Challenge 1:
Answer these questions about the seed-load notes below, one line each, marked (a), (b), (c) as in the questions.
(a) Seed load from which kind of tree on which other kind is not considered?
(b) Which field is used to define interception rules?
(c) What factor is used as a starting place for trees in a lower canopy class?

Start by defining a small test area within one of the sites. This is wrapped into a function in the next block. Interception estimates come from Bloomberg et al. (1980).

#We are primarily interested in the seed load from mature trees on regen trees.
#Seed load between regen trees is also included
#Seed load from regen trees on mature trees isn't considered (and is 
#probably negligible)

#Some concrete definitions/rules:
#What's what:
## tree1 = target tree
## tree2 = source tree

#Pairs we are going to consider:
## [tree1 = regen tree, tree2 = mature tree]
## [tree1 = regen, tree2 = regen tree]

#How is interception calculated
## Only trees in the same component can intercept;
## Crown_class_2 is used to define interception rules;
## Factors are the proportion of seed production blocked by an intercepting 
## tree. Bloomberg et al. (1980) estimates 90% of seed is blocked by an 
## intervening tree in the same canopy class. So we are going to use 0.9 for 
## trees in the same canopy class and 0.45 for trees in a lower canopy class
## as a starting place. The functions are defined with named variables 
## (icpt_f1 and icpt_f2) so that we can test different factors to see what 
## gives the best predictions.

Dataset entries:
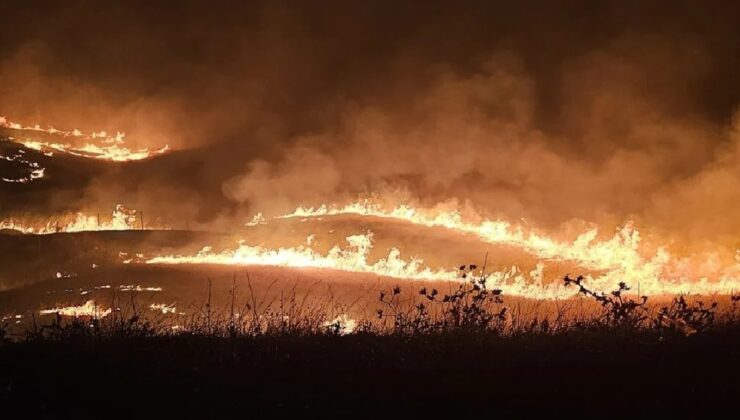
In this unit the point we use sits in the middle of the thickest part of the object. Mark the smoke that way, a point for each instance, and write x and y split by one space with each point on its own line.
553 113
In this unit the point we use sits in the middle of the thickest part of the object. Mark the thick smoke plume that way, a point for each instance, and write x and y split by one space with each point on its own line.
550 112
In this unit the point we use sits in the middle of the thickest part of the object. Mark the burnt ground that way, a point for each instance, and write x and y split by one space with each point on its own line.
592 373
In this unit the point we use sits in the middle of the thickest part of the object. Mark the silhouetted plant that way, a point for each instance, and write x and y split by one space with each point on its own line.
619 310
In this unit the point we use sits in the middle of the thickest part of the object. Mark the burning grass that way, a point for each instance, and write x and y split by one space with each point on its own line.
457 352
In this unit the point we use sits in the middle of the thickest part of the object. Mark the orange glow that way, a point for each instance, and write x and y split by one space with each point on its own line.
100 144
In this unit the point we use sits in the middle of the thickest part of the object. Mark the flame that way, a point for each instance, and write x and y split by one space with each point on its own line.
36 171
163 308
353 258
121 219
104 146
620 257
88 309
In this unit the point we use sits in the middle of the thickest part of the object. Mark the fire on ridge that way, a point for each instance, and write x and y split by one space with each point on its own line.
99 145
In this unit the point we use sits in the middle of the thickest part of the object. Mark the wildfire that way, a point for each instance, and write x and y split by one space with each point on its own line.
616 259
100 144
352 258
121 219
35 171
89 309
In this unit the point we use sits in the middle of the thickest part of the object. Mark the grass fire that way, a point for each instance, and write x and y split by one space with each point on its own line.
369 209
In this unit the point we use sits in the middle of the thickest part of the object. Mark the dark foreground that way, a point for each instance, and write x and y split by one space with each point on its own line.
597 373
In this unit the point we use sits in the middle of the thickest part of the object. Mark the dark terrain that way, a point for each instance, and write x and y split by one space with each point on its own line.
595 374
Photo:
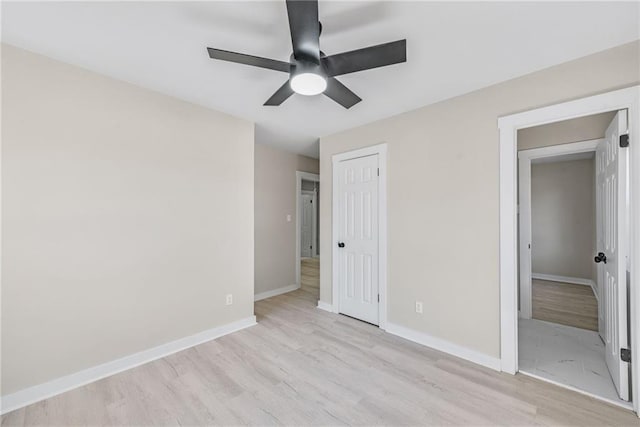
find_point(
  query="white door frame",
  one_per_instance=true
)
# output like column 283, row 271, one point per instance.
column 381, row 151
column 524, row 183
column 629, row 99
column 299, row 177
column 314, row 220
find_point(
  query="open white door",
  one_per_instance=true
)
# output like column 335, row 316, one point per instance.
column 357, row 188
column 612, row 235
column 306, row 244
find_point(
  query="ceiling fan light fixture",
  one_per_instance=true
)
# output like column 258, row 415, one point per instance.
column 308, row 84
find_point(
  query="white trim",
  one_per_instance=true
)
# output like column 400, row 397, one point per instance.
column 325, row 306
column 299, row 177
column 629, row 99
column 525, row 158
column 444, row 346
column 275, row 292
column 560, row 150
column 60, row 385
column 620, row 403
column 381, row 151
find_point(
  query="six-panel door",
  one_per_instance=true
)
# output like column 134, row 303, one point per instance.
column 357, row 244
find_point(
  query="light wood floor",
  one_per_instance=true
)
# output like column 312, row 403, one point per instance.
column 310, row 274
column 304, row 366
column 564, row 303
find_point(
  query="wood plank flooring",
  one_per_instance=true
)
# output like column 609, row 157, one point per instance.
column 310, row 274
column 303, row 366
column 564, row 303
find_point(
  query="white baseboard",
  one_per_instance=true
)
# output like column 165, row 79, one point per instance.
column 325, row 306
column 444, row 346
column 567, row 279
column 43, row 391
column 275, row 292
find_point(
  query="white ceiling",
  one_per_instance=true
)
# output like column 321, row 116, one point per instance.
column 453, row 48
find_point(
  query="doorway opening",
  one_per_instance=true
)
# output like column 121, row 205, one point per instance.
column 562, row 321
column 564, row 300
column 308, row 233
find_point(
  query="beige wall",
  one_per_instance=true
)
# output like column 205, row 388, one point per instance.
column 566, row 131
column 443, row 177
column 127, row 216
column 563, row 218
column 275, row 198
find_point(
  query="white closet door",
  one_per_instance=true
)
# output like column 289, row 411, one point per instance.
column 357, row 188
column 611, row 168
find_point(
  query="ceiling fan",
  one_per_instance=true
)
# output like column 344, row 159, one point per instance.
column 311, row 72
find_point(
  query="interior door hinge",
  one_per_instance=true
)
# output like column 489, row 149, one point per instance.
column 624, row 141
column 625, row 354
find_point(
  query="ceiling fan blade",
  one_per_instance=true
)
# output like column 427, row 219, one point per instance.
column 256, row 61
column 305, row 29
column 281, row 95
column 341, row 94
column 367, row 58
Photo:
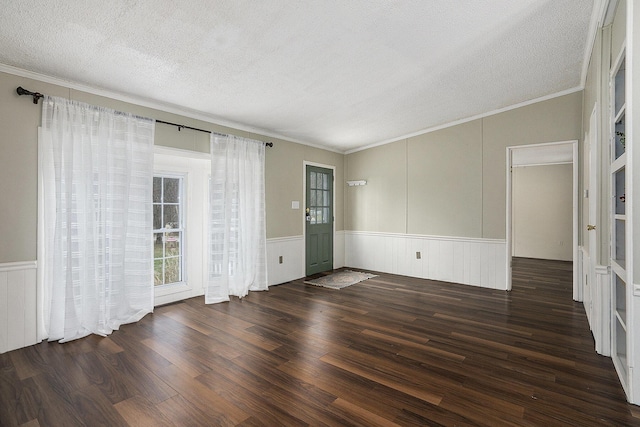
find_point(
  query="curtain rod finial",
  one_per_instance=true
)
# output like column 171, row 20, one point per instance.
column 36, row 95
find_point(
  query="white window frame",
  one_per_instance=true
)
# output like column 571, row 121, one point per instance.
column 180, row 229
column 195, row 167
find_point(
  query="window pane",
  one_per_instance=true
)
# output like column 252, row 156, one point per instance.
column 172, row 244
column 171, row 216
column 158, row 274
column 172, row 270
column 157, row 217
column 157, row 189
column 167, row 219
column 171, row 190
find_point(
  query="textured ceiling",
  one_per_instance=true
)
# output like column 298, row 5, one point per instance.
column 336, row 73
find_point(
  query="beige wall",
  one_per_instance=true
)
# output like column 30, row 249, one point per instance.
column 381, row 205
column 543, row 212
column 445, row 165
column 452, row 182
column 558, row 119
column 20, row 118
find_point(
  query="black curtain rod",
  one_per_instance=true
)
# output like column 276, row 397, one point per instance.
column 180, row 127
column 37, row 95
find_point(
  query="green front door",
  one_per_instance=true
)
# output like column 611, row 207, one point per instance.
column 319, row 220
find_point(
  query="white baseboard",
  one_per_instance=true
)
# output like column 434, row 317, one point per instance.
column 18, row 312
column 476, row 262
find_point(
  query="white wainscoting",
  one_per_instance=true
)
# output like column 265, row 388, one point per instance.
column 291, row 249
column 476, row 262
column 338, row 249
column 17, row 305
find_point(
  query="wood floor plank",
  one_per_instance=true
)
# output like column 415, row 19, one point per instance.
column 138, row 411
column 220, row 411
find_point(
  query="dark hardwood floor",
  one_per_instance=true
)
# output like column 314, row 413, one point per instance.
column 392, row 350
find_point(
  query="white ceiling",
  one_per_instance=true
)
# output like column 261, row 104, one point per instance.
column 342, row 74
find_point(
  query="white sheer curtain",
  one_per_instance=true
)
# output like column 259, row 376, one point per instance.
column 96, row 177
column 237, row 231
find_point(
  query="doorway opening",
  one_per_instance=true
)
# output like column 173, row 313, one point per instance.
column 546, row 154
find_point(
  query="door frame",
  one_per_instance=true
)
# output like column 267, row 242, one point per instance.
column 306, row 163
column 573, row 144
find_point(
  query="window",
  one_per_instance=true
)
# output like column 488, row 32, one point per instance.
column 168, row 229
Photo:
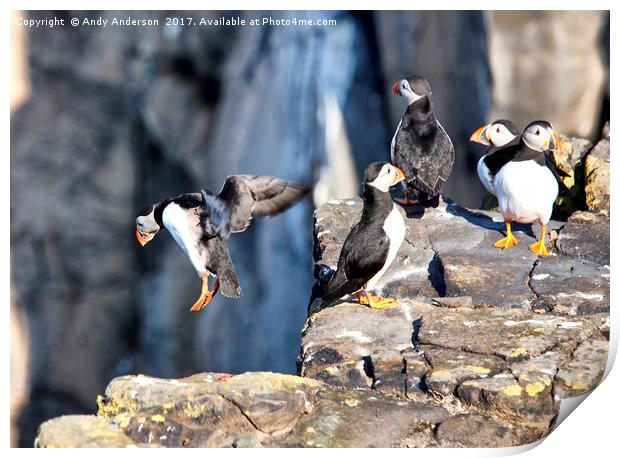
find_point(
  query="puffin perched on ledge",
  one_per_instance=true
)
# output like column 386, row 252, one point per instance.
column 526, row 181
column 495, row 135
column 372, row 243
column 201, row 223
column 421, row 147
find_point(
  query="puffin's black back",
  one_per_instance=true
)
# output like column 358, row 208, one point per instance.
column 422, row 149
column 365, row 249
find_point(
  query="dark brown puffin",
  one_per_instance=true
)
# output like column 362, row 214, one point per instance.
column 421, row 147
column 201, row 222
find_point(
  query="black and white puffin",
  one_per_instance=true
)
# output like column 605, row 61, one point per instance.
column 526, row 181
column 495, row 135
column 372, row 243
column 201, row 222
column 421, row 148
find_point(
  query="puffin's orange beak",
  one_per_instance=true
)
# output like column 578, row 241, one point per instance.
column 395, row 88
column 481, row 135
column 141, row 239
column 400, row 176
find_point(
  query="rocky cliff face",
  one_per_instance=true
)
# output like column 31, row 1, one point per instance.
column 480, row 350
column 118, row 118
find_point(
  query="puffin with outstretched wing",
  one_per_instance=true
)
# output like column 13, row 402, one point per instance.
column 201, row 223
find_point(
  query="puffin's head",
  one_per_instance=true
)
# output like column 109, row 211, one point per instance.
column 382, row 175
column 498, row 133
column 412, row 88
column 540, row 136
column 146, row 226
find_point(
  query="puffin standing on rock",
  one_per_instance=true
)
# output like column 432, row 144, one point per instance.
column 421, row 147
column 201, row 223
column 526, row 181
column 373, row 242
column 495, row 135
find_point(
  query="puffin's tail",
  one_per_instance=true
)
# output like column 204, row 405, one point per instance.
column 229, row 284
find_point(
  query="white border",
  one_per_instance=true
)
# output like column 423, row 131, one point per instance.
column 590, row 430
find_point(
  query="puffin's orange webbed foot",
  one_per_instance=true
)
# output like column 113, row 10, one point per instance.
column 201, row 302
column 378, row 302
column 407, row 200
column 539, row 248
column 205, row 295
column 508, row 241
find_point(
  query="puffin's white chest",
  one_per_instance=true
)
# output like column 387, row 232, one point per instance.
column 394, row 227
column 187, row 236
column 526, row 192
column 485, row 176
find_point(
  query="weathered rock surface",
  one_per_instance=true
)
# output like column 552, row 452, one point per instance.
column 597, row 172
column 504, row 335
column 479, row 351
column 248, row 410
column 585, row 236
column 81, row 431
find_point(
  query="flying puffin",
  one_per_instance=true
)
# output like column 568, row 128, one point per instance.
column 421, row 147
column 202, row 222
column 372, row 243
column 495, row 135
column 526, row 181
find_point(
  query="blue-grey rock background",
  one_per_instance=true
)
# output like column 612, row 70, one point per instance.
column 113, row 119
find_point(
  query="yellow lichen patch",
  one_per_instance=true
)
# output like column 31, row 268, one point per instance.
column 577, row 385
column 441, row 374
column 102, row 434
column 168, row 405
column 115, row 406
column 534, row 388
column 158, row 418
column 332, row 370
column 512, row 390
column 193, row 410
column 122, row 419
column 517, row 352
column 479, row 369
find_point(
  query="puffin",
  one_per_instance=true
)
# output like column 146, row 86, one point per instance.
column 372, row 243
column 526, row 180
column 495, row 135
column 201, row 223
column 421, row 148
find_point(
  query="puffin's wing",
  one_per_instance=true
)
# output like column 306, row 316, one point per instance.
column 215, row 216
column 444, row 158
column 271, row 195
column 550, row 163
column 434, row 169
column 243, row 197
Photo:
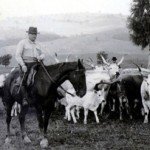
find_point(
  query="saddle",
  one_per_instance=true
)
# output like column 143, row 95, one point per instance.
column 30, row 79
column 31, row 75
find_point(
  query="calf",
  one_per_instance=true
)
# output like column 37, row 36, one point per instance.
column 126, row 94
column 90, row 101
column 145, row 94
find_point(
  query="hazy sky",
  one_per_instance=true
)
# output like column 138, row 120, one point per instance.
column 11, row 8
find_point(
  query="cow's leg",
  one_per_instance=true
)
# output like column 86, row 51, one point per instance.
column 146, row 111
column 22, row 115
column 40, row 119
column 68, row 112
column 102, row 107
column 85, row 115
column 78, row 112
column 96, row 117
column 66, row 116
column 8, row 120
column 72, row 114
column 120, row 109
column 113, row 106
column 128, row 110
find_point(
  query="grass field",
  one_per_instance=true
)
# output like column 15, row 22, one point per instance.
column 63, row 135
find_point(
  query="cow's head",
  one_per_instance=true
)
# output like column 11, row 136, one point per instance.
column 113, row 68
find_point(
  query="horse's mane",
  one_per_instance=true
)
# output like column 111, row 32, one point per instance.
column 66, row 65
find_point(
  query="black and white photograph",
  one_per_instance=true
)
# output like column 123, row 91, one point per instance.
column 74, row 74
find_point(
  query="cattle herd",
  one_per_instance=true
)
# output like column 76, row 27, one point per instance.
column 124, row 92
column 110, row 89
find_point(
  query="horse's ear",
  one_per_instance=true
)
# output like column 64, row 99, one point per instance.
column 80, row 65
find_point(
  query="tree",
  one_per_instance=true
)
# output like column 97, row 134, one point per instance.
column 99, row 59
column 139, row 23
column 5, row 60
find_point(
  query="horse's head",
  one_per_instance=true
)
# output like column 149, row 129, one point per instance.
column 113, row 70
column 78, row 79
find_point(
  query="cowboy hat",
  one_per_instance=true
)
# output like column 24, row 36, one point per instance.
column 32, row 30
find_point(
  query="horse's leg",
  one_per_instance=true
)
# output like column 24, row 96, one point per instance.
column 40, row 119
column 47, row 113
column 22, row 115
column 8, row 120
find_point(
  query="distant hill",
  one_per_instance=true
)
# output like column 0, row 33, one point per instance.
column 77, row 34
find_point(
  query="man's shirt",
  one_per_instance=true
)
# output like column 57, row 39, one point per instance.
column 27, row 51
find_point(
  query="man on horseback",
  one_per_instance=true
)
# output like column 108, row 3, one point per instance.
column 28, row 51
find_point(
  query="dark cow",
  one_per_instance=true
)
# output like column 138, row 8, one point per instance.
column 125, row 94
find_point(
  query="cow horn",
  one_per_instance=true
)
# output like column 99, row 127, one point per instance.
column 56, row 59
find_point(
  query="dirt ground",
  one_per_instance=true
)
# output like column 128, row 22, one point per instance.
column 108, row 134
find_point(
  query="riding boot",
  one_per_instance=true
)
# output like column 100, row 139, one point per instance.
column 25, row 96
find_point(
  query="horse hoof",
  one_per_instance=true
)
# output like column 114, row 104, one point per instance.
column 145, row 121
column 65, row 118
column 27, row 140
column 44, row 143
column 7, row 140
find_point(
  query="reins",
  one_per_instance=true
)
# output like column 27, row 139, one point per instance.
column 42, row 65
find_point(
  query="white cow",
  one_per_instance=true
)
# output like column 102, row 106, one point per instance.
column 90, row 101
column 145, row 94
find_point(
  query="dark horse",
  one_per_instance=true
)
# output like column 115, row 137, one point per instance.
column 43, row 94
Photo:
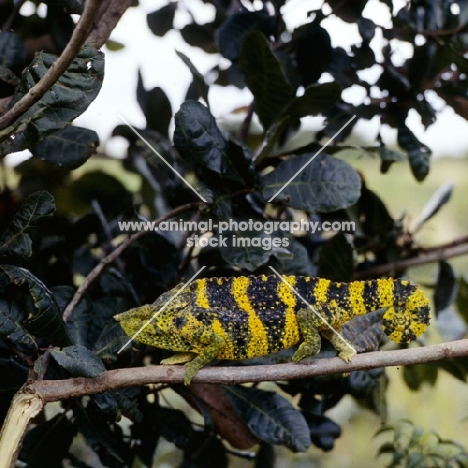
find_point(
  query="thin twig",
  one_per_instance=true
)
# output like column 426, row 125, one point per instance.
column 56, row 390
column 80, row 33
column 97, row 270
column 431, row 256
column 109, row 15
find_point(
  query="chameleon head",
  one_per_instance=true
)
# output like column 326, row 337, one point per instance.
column 405, row 321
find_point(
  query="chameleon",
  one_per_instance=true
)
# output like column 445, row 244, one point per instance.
column 243, row 317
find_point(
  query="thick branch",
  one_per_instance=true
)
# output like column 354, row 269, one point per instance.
column 97, row 270
column 80, row 33
column 56, row 390
column 431, row 256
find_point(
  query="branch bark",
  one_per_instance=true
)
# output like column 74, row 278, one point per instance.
column 56, row 390
column 79, row 36
column 97, row 270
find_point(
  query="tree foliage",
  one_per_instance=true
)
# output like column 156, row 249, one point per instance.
column 56, row 226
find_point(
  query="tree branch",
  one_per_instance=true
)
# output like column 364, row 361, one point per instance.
column 430, row 256
column 97, row 270
column 56, row 390
column 80, row 33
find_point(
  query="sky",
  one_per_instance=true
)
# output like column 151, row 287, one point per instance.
column 160, row 66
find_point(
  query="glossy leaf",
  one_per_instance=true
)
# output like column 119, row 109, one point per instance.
column 264, row 77
column 235, row 29
column 48, row 443
column 156, row 107
column 46, row 322
column 316, row 98
column 324, row 184
column 270, row 417
column 419, row 154
column 70, row 147
column 11, row 326
column 79, row 361
column 12, row 50
column 248, row 250
column 161, row 20
column 97, row 433
column 200, row 142
column 198, row 80
column 446, row 288
column 79, row 323
column 440, row 197
column 16, row 240
column 68, row 98
column 462, row 298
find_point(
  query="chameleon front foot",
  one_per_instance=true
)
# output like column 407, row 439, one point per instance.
column 179, row 358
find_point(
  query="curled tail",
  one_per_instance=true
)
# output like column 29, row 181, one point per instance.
column 407, row 315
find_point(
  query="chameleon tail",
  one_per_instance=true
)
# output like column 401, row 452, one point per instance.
column 407, row 316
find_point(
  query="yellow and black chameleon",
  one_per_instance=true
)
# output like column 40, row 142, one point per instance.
column 245, row 317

Challenge 2: How many lines of the entries above contain the string "grass"? Case counts, and reply with the number alone.

Correct result 1:
(a) From regen trees on mature trees.
(b) Crown_class_2.
(c) 0.45.

Correct result 2: 3